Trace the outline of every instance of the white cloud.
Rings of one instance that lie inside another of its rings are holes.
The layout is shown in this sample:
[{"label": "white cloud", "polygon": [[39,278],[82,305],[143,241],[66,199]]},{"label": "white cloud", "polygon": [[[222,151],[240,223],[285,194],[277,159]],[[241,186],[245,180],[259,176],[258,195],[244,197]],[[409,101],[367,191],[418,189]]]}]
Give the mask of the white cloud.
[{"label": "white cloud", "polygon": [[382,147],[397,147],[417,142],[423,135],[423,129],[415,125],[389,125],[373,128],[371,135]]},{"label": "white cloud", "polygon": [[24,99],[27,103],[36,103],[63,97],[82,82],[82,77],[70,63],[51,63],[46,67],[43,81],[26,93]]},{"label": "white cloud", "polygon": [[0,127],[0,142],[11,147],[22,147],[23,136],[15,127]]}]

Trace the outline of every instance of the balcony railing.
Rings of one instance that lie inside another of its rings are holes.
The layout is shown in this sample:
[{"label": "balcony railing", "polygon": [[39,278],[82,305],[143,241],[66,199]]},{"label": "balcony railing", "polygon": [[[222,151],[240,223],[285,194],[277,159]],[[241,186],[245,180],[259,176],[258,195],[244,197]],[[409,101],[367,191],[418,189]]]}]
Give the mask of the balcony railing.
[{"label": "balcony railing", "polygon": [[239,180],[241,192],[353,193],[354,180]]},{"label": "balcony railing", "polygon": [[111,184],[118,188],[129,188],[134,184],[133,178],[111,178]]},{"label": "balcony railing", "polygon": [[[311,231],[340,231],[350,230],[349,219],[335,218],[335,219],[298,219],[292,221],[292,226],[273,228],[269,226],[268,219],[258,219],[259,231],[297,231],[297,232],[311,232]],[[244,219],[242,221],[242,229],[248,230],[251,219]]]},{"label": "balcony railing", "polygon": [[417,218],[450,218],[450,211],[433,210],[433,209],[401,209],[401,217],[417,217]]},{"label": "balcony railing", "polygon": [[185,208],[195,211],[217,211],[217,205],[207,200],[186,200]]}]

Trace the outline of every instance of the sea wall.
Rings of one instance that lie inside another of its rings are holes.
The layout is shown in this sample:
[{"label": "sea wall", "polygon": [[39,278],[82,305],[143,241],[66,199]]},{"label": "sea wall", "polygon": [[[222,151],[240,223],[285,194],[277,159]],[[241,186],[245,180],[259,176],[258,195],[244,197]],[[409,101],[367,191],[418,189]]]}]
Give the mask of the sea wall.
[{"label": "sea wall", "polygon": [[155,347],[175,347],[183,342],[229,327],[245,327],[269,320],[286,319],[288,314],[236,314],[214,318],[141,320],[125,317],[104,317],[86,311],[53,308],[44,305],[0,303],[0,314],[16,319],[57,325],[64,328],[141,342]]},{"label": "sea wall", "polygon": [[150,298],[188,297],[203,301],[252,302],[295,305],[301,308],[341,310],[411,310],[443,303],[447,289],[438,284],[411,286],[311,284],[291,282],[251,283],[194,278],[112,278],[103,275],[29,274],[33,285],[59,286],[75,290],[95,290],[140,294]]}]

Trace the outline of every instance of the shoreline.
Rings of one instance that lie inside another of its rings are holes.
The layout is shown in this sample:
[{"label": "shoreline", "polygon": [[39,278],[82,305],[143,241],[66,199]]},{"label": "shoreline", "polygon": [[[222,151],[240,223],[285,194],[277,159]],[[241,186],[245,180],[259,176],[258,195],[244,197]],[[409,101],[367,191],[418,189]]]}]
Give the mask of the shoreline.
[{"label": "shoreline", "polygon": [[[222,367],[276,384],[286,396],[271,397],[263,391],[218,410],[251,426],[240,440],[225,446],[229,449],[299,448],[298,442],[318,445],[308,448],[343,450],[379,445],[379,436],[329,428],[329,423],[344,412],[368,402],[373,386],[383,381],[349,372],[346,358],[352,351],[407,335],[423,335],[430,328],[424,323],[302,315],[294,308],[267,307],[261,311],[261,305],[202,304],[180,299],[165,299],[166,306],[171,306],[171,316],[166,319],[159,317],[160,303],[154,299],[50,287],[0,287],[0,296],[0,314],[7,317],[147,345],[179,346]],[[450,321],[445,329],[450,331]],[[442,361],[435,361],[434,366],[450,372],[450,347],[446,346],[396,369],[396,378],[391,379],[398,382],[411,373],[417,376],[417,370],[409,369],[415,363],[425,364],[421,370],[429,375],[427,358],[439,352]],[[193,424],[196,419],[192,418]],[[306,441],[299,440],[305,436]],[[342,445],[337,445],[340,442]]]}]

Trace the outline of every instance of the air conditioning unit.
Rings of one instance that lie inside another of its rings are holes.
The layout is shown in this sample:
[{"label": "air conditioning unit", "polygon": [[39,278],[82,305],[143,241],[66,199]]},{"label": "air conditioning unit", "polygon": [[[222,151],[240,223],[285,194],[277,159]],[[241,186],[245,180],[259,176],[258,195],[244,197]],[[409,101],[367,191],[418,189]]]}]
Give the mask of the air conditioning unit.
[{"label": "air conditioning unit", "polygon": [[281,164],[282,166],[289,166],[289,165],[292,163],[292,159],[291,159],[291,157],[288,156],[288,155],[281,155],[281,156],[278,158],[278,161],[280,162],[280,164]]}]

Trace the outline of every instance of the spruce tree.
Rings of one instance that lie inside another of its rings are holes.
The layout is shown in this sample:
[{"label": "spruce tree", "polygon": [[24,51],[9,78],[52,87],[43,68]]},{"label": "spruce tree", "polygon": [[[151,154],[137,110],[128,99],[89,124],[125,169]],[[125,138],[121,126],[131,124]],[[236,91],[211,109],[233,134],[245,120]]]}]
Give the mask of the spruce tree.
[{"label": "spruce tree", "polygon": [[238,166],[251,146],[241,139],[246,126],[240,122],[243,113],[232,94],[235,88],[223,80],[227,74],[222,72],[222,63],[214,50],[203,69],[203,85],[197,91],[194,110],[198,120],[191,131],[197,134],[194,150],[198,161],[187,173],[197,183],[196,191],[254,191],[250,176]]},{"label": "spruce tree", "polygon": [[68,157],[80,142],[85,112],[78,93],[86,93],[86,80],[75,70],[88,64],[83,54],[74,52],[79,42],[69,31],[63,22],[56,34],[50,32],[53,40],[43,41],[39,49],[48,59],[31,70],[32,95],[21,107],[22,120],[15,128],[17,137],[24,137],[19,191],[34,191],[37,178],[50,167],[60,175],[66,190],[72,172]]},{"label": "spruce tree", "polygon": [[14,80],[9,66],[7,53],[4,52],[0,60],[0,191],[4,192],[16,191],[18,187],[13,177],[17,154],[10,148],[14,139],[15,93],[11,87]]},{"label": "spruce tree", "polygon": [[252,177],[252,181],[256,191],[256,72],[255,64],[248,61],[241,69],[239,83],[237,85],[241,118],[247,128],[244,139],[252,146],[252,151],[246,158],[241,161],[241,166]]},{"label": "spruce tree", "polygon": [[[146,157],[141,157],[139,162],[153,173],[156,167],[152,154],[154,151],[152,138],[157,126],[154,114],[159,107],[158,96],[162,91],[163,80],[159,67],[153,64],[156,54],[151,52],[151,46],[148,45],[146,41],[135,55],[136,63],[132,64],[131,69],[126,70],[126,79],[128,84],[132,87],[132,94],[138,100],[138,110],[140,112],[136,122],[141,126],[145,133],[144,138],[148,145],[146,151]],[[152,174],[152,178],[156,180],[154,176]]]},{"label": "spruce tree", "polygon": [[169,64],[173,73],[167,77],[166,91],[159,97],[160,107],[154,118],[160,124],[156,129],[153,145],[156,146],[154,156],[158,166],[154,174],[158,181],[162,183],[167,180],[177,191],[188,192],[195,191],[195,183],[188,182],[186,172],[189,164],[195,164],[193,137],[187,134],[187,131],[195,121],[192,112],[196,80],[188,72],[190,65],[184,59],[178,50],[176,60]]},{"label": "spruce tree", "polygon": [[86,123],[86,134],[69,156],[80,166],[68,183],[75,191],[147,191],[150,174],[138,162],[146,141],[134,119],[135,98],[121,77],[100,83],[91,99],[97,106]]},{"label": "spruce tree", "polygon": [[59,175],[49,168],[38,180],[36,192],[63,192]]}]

- [WHAT IS EXPECTED]:
Retype the part of the data that opens with the line containing "Trace the outline of every instance of the air" and closes with the line containing "Give the mask of the air conditioning unit.", keeping both of those lines and every line between them unchanged.

- [RESPONSE TO THE TASK]:
Trace the outline of every instance of the air conditioning unit.
Rings of one instance that lie inside another of its rings are holes.
The layout is shown in this sample:
[{"label": "air conditioning unit", "polygon": [[39,278],[82,305],[143,241],[66,199]]},{"label": "air conditioning unit", "polygon": [[[222,151],[240,223],[285,194],[277,159]],[[241,186],[245,180],[259,176],[258,195],[244,197]],[[409,101],[367,191],[418,189]]]}]
Give the mask of the air conditioning unit.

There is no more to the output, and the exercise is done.